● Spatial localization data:
-- -- --
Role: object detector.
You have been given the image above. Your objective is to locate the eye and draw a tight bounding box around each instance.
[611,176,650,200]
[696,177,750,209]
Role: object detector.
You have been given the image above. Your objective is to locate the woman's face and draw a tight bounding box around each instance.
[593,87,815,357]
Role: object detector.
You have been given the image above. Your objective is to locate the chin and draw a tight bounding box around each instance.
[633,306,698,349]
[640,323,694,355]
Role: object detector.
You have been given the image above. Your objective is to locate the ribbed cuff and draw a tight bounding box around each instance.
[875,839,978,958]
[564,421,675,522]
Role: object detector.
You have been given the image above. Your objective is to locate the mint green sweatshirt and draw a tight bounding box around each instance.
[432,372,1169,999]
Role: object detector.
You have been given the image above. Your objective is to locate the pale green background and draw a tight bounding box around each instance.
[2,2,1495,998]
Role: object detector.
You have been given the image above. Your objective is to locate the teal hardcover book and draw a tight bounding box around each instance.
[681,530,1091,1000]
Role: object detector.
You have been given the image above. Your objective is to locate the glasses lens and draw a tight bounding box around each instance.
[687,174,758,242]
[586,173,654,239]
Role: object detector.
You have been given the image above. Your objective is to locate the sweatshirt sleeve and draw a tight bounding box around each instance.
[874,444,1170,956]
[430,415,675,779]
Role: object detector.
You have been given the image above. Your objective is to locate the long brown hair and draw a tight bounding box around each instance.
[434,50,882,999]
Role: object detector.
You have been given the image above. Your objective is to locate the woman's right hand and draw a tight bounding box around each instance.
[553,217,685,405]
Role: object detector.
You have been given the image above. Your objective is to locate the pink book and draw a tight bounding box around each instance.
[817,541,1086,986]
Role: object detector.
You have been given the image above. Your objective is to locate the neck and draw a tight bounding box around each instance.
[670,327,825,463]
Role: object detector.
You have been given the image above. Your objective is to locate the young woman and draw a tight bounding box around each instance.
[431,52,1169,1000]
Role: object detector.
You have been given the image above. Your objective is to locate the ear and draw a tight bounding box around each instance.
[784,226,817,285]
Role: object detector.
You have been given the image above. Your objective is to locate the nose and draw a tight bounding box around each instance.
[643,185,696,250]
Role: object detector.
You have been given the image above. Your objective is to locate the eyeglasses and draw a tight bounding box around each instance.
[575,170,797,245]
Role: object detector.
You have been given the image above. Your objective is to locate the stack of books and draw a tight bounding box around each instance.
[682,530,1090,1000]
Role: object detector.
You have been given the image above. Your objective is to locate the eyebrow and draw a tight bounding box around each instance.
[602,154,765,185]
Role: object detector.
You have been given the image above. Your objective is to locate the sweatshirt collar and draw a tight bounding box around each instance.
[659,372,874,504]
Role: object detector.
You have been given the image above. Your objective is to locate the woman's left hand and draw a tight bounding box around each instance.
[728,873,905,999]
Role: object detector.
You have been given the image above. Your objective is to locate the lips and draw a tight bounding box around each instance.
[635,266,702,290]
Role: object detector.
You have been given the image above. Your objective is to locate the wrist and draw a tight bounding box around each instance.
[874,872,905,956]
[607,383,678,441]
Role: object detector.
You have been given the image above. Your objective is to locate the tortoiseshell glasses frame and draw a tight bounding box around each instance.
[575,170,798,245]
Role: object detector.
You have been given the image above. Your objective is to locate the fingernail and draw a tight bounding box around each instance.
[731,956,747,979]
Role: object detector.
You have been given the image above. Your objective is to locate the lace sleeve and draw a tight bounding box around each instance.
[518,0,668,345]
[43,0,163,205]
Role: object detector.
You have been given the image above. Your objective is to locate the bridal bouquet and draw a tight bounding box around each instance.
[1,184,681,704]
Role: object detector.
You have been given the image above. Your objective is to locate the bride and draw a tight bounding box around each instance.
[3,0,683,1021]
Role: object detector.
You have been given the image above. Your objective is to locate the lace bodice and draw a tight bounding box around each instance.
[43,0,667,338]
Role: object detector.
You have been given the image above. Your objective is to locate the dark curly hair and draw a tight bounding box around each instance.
-- -- --
● ACTION ITEM: Every entry above, from first to last, should be repeated exactly.

● TASK SOLUTION:
Role: object detector.
You have been given the image above. Your objective is to locate the eye and draw a tight bounding box around each instance.
[611,176,650,200]
[696,177,750,209]
Role: object detector.
You have been given the image above. Your objective is to locate the woman's face and draw a tight bounding box around each instance.
[593,87,815,357]
Role: object detector.
You have been given the image above. Your objective is to locate the chin and draw a tight bounding box around each instance.
[633,306,698,349]
[640,323,694,355]
Role: object detector.
You have been given the image above. Your objective is to locate the ribbed cuff and draw a tight bounding box around each instance.
[875,839,978,958]
[564,421,675,522]
Role: object detector.
You have been given the image above. Your objective is to locate the mint green sweatshirt and draw a tight bounding box around each instance.
[432,372,1169,999]
Role: object detector.
You have been given the image above. Your objective is to locate the pale green background and draw a tight bounding box around each instance.
[2,2,1495,998]
Role: object detector.
You have been given the image above. Your objective is to locate the teal hardcover book and draw a tight bounding box around each instance.
[681,530,1091,1000]
Role: object detector.
You have been given the image above. Your objective is to locate the glasses lens and draw a tight bounding box around each instance.
[687,174,758,242]
[586,173,654,239]
Role: object detector.
You have been given the image above. Your objective is to locate the sweatshirt sleeve and draw a tight bounding box around each instance.
[874,444,1170,956]
[430,415,675,779]
Role: object detector.
You have been given the image above. Your objective is to locate the long brown hair and draw a tight bounding box around each instance.
[434,50,882,999]
Role: object detector.
You have been given the image above. Your objective is to locate the woman's right hand and draw a tight bounding box around each instance.
[553,217,685,405]
Role: object detector.
You have been given the image above. Your objective is to locate the pink book and draw a tight bounding box around each instance.
[817,541,1086,986]
Role: object detector.
You have been given the image above. Your objective is to locate the neck and draw a tight bounding box around each instance.
[670,327,825,463]
Role: object detector.
You have been given the image above. Your objective is to locate the young woman and draw a tight bounding box around each instance.
[431,52,1169,1000]
Role: object detector.
You have been given the image above. Your objective is to locate the ear and draw a tight bounding box around each instance.
[784,226,817,285]
Role: object detector.
You have been given the image above. Your objective is to locate the nose and draw a tight bounding box around each instance.
[643,185,696,250]
Role: object detector.
You have been given the image above. Your objective is to locate the eyeglasses and draw a tight bounding box around each instance.
[575,170,797,245]
Role: object detector.
You have been given the image above. Your objective is to locate the stack of books and draw a tight bounding box around each instance.
[682,530,1090,1000]
Role: object detector.
You have been given the image above. Your objective is to locate the eyebrow and draw a tight bounding box around each instance.
[602,154,765,185]
Role: object detector.
You have been given the image above. Your objective is to locate the sweatshirt collar and draw a tight bounding box around each instance.
[659,372,874,504]
Role: object detector.
You have been given the image above. Your objective is to locate the woman's left hand and draw a tight bounding box around each instance.
[728,873,905,999]
Role: object detector.
You have been given the image above. Your objective is to locate the lips and draw a tight bounding box around each instance.
[635,266,702,290]
Role: object detector.
You have been given the image above. Your objective is to locate the wrist and draw a tight bounding box around each instance.
[874,872,905,956]
[607,383,678,441]
Role: object detector.
You have been given the image above. Your objective is to locate the tortoiseshell glasses frame and draw a tight bounding box around each instance.
[575,170,798,245]
Role: object detector.
You have been given the image above. Your objective is to locate the fingernail and draw a tight bounding box around each instance.
[731,956,747,979]
Role: object detector.
You have been given the image above. Your objective is to locate the lace sleeve and draw a tight bounding box around each instance.
[518,0,668,345]
[43,0,163,205]
Role: object detector.
You have been given the image above. Your objective is to locate the bridal bouquet and draw a tight bounding box around each instance.
[1,184,681,704]
Role: object detector.
You have been given the image above. Your objective is to locate the bride and draw a tight bounding box around each instance.
[3,0,683,1021]
Role: object detector.
You have been given the image above. Your objective is to locate the lace bodice and draw a tight bounding box around each instance.
[43,0,667,338]
Role: object detector.
You have been given the image above. Your objective is to locate the dark curly hair and draw a tight bounding box around each instance.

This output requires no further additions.